*** Source text ***

Mal Lee
COVID informed societies worldwide that the digitally connected families of the young had the digital technology and competencies to continue to play a major, often lead role in the education of the nation’s young.
Leave aside for the moment that the family has always been the children’s first teacher, but since the early 2000’s the digitally connected families of the world have played the lead role in growing their children being digital and readying them to use and learn with the digital 24/7/365.
Not governments nor its schools.
They have the agency, digital mindset, resources, and competencies to play a fuller role in their children’s education, particularly if schools are willing to astutely collaborate and support the parent’s efforts.
Research has long shown (Project Tomorrow, 2011) (Lee and Ward, 2013) that while most families have wanted to collaborate with their schools in the use of the digital few schools have demonstrated the desire to genuinely network.
There have been those that have distributed their control of the teaching and learning and created networked school communities, but they remain the exception – until at least the outbreak of COVID.
What the situation is post COVID time will tell.
You are far better placed to gauge the thinking within your school, and system.
What is important is that educators understand the growing educational power of the digitally connected families, the learning happening in those families 24/7/365, the nature of the learning and how the schools and families can use the new scenario to better educate all the young.
It is also time to recognise there are now areas of learning where the families will always lead the way, that the agential nature of the learning used by the families contrasts markedly with that used in most schools, how much better placed the family unit is to accommodate accelerating change and what schools can do to support ‘time poor’ parents.
While some might disagree schools and governments should also appreciate digitally connected families now have the wherewithal to decide how their children will be schooled. The COVID experience saw a significant increase in various forms of home and micro schooling, with the surveys suggesting a significant number want the remote teaching and testing option to stay, at least to some degree.
The digitally connected families can continue to provide their children a parallel, largely antithetical mode of learning with the digital, free of any links or support from the school or government, or if the school is off the mind, work with it to create a networked learning community, that pools the resources of the school and its families.
What is now a given is that the families and their children are going use and learn with the digital 24/7/365, lifelong, using a strongly laissez faire mode of learning regardless of the school’s and governments wish.
They are, in many areas of learning not going to use the traditional, linear, highly structured approach employed across the curriculum by schools. The young will continue to learn in context, anywhere, the instant desired.
The ball is in the school’s court. If schools wish to work more closely with their families, they will have to accept that given.
In talking about digitally connected families, one is looking at those that have normalised the use of digital in its many forms, in most every facet of their lives. Their use of the digital mindset and technologies is so every day as to be largely invisible.
Wellman and his colleagues described the development in a Pew Internet study in 2008 (Wellman, et.al, 2008), which indicated that ‘networked families’ had become the new normal in the US.

***

▶ _List of tasks_:
1 > Reproduce the part of the text on digitally connected families from "There have been" to "school, and system.".
2 > Answer these questions from the text on digitally connected families:
(a) Since when have the digitally connected families of the world played the lead role in growing their children being digital?
(b) What did the COVID experience see a significant increase in?
(c) In what year was the Pew Internet study by Wellman and his colleagues published?

*** Data extract ***

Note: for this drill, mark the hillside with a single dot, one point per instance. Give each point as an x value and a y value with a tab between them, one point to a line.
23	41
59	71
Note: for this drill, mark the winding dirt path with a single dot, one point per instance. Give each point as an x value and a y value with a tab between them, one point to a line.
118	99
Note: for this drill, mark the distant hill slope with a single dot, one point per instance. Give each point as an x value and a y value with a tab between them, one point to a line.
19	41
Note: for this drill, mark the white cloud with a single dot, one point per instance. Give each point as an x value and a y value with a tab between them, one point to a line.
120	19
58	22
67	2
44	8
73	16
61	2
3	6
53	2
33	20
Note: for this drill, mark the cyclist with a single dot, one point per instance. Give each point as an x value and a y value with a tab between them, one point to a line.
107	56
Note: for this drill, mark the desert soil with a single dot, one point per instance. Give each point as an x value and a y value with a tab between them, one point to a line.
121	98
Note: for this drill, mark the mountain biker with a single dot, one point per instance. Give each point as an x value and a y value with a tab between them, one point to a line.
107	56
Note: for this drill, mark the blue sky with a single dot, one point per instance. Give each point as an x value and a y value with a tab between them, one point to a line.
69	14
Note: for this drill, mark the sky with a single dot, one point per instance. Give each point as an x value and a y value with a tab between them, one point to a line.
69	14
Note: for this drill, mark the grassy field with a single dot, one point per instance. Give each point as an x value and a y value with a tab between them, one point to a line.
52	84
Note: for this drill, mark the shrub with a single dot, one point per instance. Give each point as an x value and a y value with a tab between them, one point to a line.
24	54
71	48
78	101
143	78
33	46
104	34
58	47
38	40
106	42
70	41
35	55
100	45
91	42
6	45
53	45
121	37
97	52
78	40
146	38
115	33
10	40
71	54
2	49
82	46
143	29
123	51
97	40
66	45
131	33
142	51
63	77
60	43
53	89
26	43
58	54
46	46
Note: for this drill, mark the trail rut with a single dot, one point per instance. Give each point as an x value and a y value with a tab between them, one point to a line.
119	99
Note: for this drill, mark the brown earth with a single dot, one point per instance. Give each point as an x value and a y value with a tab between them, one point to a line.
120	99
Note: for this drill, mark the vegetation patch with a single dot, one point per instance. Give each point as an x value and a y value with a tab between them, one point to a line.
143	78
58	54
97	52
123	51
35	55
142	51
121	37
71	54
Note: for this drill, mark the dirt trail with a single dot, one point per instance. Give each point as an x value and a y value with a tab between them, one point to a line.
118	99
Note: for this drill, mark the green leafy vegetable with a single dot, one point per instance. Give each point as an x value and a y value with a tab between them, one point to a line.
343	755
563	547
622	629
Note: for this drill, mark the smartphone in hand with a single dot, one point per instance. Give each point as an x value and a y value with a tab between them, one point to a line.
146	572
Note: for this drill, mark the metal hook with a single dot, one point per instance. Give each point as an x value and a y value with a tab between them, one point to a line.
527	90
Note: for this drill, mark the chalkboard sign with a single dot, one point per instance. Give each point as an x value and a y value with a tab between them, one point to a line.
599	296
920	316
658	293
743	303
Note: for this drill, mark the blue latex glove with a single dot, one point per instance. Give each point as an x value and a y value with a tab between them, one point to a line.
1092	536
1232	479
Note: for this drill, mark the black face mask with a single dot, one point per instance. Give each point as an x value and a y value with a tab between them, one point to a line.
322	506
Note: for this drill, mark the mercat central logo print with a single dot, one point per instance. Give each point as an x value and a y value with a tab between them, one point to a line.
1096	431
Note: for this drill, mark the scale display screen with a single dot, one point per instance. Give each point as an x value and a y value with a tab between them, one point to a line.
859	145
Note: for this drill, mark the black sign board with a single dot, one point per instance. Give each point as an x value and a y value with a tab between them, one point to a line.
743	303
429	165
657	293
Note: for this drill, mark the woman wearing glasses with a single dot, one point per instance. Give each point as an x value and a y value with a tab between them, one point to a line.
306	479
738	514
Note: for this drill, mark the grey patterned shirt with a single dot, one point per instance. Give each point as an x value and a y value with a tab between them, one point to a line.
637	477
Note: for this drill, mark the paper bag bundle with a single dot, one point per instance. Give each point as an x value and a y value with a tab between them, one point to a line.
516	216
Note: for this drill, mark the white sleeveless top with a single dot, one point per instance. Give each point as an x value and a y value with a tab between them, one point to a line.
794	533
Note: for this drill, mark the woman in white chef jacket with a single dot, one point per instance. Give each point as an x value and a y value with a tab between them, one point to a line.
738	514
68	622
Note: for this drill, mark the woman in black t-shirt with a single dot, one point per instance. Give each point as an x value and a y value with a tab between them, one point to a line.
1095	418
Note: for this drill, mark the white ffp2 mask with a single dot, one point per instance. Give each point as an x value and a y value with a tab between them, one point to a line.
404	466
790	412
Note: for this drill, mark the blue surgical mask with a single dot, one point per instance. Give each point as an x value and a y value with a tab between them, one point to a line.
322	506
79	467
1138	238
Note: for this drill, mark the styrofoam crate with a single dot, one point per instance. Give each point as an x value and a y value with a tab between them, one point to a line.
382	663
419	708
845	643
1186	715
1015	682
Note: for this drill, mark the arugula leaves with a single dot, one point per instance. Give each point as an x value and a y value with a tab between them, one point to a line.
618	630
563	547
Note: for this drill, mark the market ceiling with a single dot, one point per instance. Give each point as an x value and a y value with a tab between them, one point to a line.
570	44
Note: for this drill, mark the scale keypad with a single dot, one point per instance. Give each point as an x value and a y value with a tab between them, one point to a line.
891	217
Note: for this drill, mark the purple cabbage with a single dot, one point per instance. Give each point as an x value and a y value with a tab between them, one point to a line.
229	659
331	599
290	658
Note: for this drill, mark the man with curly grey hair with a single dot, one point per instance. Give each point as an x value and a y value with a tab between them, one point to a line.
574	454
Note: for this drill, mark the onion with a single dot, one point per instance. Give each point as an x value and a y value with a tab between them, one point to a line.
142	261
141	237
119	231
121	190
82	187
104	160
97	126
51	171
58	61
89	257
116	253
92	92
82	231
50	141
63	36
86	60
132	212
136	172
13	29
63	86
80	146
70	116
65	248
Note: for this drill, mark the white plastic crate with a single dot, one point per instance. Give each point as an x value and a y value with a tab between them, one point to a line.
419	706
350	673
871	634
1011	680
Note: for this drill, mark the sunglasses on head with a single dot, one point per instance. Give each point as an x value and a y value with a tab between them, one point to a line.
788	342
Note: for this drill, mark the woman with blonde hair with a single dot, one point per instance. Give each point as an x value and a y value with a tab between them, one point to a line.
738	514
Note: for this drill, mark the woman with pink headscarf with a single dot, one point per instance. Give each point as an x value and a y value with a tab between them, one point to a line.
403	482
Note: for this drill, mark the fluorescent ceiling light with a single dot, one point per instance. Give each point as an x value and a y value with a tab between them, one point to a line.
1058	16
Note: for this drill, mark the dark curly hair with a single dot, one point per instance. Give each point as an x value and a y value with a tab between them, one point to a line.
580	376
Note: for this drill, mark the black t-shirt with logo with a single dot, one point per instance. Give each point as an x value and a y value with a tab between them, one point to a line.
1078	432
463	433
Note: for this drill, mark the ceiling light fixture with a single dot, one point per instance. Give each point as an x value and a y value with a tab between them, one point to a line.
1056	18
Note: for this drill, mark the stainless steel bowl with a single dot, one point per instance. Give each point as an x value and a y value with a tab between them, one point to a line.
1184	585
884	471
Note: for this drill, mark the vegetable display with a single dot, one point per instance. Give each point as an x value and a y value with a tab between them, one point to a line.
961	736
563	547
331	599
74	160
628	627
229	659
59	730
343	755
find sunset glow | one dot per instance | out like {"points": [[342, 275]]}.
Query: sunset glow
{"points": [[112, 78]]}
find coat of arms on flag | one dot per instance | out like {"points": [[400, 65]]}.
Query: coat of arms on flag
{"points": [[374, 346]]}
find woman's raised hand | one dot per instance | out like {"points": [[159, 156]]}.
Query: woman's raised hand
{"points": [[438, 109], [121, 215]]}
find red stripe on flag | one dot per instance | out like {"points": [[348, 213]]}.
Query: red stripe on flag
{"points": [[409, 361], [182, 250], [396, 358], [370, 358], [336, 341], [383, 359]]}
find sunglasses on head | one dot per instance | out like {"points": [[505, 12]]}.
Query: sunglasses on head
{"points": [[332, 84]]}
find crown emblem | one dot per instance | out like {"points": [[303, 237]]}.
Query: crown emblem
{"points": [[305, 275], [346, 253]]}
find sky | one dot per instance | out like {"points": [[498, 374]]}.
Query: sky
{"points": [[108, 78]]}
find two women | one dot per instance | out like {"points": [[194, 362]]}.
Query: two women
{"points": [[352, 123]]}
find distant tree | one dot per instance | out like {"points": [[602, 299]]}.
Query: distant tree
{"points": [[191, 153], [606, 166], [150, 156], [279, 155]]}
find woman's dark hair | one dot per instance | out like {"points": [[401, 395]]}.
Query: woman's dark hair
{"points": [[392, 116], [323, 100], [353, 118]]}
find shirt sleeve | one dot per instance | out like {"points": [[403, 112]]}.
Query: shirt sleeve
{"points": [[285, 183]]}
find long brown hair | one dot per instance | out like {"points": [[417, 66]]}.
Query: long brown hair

***

▶ _Outputs by task_:
1 >
There have been those that have distributed their control of the teaching and learning and created networked school communities, but they remain the exception – until at least the outbreak of COVID.
What the situation is post COVID time will tell.
You are far better placed to gauge the thinking within your school, and system.

2 >
(a) Since the early 2000s.
(b) Various forms of home and micro schooling.
(c) 2008.